The problem:
Reproduce only the lines that open with the one containing "Target = black backpack" and close with the one containing "x=162 y=116". Substitute "individual" for "person" and change nothing else.

Record extracts:
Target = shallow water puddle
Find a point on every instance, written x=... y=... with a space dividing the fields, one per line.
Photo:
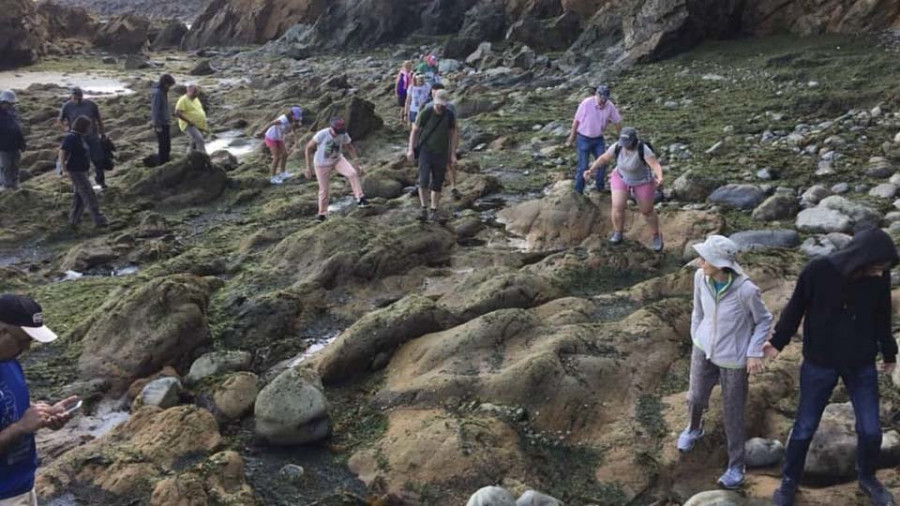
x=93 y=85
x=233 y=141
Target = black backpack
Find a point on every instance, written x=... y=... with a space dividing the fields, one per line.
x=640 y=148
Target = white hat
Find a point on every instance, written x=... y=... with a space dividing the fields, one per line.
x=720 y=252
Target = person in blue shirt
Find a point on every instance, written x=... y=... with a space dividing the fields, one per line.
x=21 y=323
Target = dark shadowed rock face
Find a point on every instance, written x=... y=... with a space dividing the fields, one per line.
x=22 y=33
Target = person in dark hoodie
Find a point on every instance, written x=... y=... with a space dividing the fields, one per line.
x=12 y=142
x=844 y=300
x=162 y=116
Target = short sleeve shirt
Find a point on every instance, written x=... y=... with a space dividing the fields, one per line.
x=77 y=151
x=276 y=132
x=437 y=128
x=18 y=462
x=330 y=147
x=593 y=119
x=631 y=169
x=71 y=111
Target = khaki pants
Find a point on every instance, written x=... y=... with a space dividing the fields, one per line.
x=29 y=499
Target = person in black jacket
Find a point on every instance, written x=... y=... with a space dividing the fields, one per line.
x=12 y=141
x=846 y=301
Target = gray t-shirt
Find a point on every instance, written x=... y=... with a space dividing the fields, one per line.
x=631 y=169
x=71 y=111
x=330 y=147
--
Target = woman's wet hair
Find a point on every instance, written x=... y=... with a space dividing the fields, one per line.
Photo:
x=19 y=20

Solved problem:
Target = black backpack
Find a point on every instance, written x=... y=... with a space dividing the fields, one per line.
x=640 y=148
Target = white hat
Find a point on every instance, written x=... y=... with a space dividing the fields, one per line.
x=720 y=252
Target = individual in blue shirt
Find a point on every instance, written x=... y=... with a space dividing the fields, one per line.
x=21 y=323
Target = dark shadowed rock face
Find a point on every instance, written x=... y=... with a space dividing the fields, one per line.
x=22 y=33
Target = individual in dark hoodie
Find a point on every instance, written x=... y=... with a space dividing the fields, one per line.
x=12 y=142
x=844 y=300
x=162 y=116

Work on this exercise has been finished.